Selection →
____________________
John Collins said: “I was given a pony which had been condemned because (it was) too small for a cavalryman, a uniform was cut and made for me by some soldier who had been a tailor. . . . I enjoyed all the privileges and shared in much of the life of the regiment, except picket duty . . . I think it was even whispered that the little white-headed boy had some occult influence in the renown which came to the regiment as the captors of J. Wilkes Booth.”
Collins talked about the hunt for the assassins and discussed the character and career of Sergt. Boston Corbett. He wrote that Corbett “ . . . gave me his photograph with his autograph on it after he had killed Booth, and I remember his placing the forefinger of his right hand in the palm of my hand and saying that that was the finger that had pulled the trigger .”
He also said that he was present at the hanging of Mrs. Surratt and the others. His eyewitness account is particularly interesting. He tells of the strict security that was in evidence around the prison. Outside the walls was, he said, “a double line of soldiers for the entire length, standing by twos with bayonets touching one another.” There were guards at each entrance and signed passes were required for admittance.
Collins went on to say:
“I have never quite known exactly how I did it, but I actually went through all these lines of troops without a pass, and in less than twenty minutes from the first attempt I was stationed not thirty feet away from the scaffold and in full view of everything said or done in connection with the execution. I suppose the fact that I was dressed in uniform had much to do with it. I think I am the youngest of living people who witnessed the most historical execution in this country.”
Collins said that he had reason to regret his boldness after the trap fell, however: “Boy thought I was, I turned away with a sensation of horror and faintness and a feeling that I have never since lost, that I had no wish ever to witness another such scene.”
Who were William and John Collins? Is there any verification for this wonderful story?
____________________
Supplied data →
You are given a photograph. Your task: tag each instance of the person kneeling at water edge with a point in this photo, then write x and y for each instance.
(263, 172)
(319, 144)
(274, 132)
____________________
Your tasks →
1. According to the Collins account, how close to the scaffold was John Collins stationed during the execution?
2. Transcribe the portion of the Collins account that starts with the words containing "Collins went on" and ends with "this wonderful story?".

Written answers →
1. Not thirty feet away from it.

2.
Collins went on to say:
“I have never quite known exactly how I did it, but I actually went through all these lines of troops without a pass, and in less than twenty minutes from the first attempt I was stationed not thirty feet away from the scaffold and in full view of everything said or done in connection with the execution. I suppose the fact that I was dressed in uniform had much to do with it. I think I am the youngest of living people who witnessed the most historical execution in this country.”
Collins said that he had reason to regret his boldness after the trap fell, however: “Boy thought I was, I turned away with a sensation of horror and faintness and a feeling that I have never since lost, that I had no wish ever to witness another such scene.”
Who were William and John Collins? Is there any verification for this wonderful story?